Ausgangstext

Konkrete Anforderungen

Für Unternehmen bedeutet das, dass sie sich intensiver damit auseinandersetzen müssen, welche Qualifikationen relevant sind, und Bewerber müssen sich in einem solchen Prozess stärker mit dem Unternehmen auseinandersetzen. Mit standardisierten Online-Formularen könne zielgerichteter abgefragt werden. Die Erfahrungen aus einem Pilotversuch in Deutschland haben auch gezeigt, dass die Bewerber qualitativ höherwertiger waren, sagt Christine Lüders, Leiterin der deutschen Antidiskriminierungsstelle des Bundes.

"Außerdem sind dadurch die Bewerbungen schneller vergleichbar", ergänzt sie. Die Ursache dafür, dass es dennoch so viel Widerstand gegen diese Bewerbungsform gibt, liegt für sie vor allem im Umstand, dass es für Recruiter bedeute, jahrzehntelang geübte Auswahlprozesse über Bord zu werfen. Und: "Veränderungen sind mühsam durchzusetzen. Wir sind hier erst am Anfang."

Der fehlende Druck auf Unternehmen sei für Gächter das größte Hindernis. Zwar sei das Diskriminierungsverbot Teil der österreichischen Verfassung, Unternehmen hätten aber kaum etwas zu befürchten, sagt er. "Denn falls jemand tatsächlich dagegen klagt, ist die Schadenersatzleistung derart niedrig, dass damit nicht einmal die Verhandlungskosten gedeckt sind."

Bereitgestellte Daten
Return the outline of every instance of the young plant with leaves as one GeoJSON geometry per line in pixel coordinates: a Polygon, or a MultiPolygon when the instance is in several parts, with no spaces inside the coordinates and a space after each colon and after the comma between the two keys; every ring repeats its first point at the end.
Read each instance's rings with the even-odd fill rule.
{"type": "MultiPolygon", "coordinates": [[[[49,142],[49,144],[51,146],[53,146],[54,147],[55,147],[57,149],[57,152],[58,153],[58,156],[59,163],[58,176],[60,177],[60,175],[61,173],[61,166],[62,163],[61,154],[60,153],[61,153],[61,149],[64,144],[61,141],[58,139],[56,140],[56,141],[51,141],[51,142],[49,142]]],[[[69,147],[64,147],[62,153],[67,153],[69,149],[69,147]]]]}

Deine Aufgaben
a - Beantworte anhand des Ausgangstexts:
(i) Welche Funktion hat Christine Lüders?
(ii) Was ist für Gächter das größte Hindernis?
(iii) Wovon ist das Diskriminierungsverbot laut Gächter ein Teil?
b - Tippe aus dem Ausgangstext einen Abschnitt wortgetreu ab. Beginne bei den Worten „Für Unternehmen bedeutet“ und höre nach „Antidiskriminierungsstelle des Bundes.“ auf.
c - Führe den Ausgangstext über Bewerbungsverfahren und Diskriminierung im selben Stil weiter, anschließend an seinen letzten Satz.

Lösungen pro Aufgabe
a -
(i) Sie ist Leiterin der deutschen Antidiskriminierungsstelle des Bundes.
(ii) Der fehlende Druck auf Unternehmen.
(iii) Von der österreichischen Verfassung.

b -
Für Unternehmen bedeutet das, dass sie sich intensiver damit auseinandersetzen müssen, welche Qualifikationen relevant sind, und Bewerber müssen sich in einem solchen Prozess stärker mit dem Unternehmen auseinandersetzen. Mit standardisierten Online-Formularen könne zielgerichteter abgefragt werden. Die Erfahrungen aus einem Pilotversuch in Deutschland haben auch gezeigt, dass die Bewerber qualitativ höherwertiger waren, sagt Christine Lüders, Leiterin der deutschen Antidiskriminierungsstelle des Bundes.

c -
Teil der Professionalisierung

Die anonymisierte Bewerbung sei für ihn aber ein wichtiger Teil der Professionalisierung des Recruitings; vorangetrieben werde diese Entwicklung durch internationale Konzerne. Denn nur so könne die Mitarbeiterauswahl tatsächlich über die jeweiligen Qualifikationen erfolgen.

Viele Unternehmen bringen als Gegenargument gerne ein, dass sie gerade Frauen oder Personen mit Migrationshintergrund einstellen möchten. "Das eine schließt das andere nicht aus", sagt Lüders. Denn man könne im Fragebogen sehr wohl nach diesen Merkmalen fragen.

Rewe International hat bereits einen Pilotversuch in Sachen anonyme Bewerbungen durchgeführt, mit mäßigem Zuspruch. Zwar werde diese Möglichkeit nach wie vor angeboten, doch nur wenige Bewerber nutzten sie. Lediglich drei Prozent der Bewerbungen würden über das anonymisierte Formular eingehen. Dennoch werde man diese Möglichkeit beibehalten. (DER STANDARD, 8./9.11.2014)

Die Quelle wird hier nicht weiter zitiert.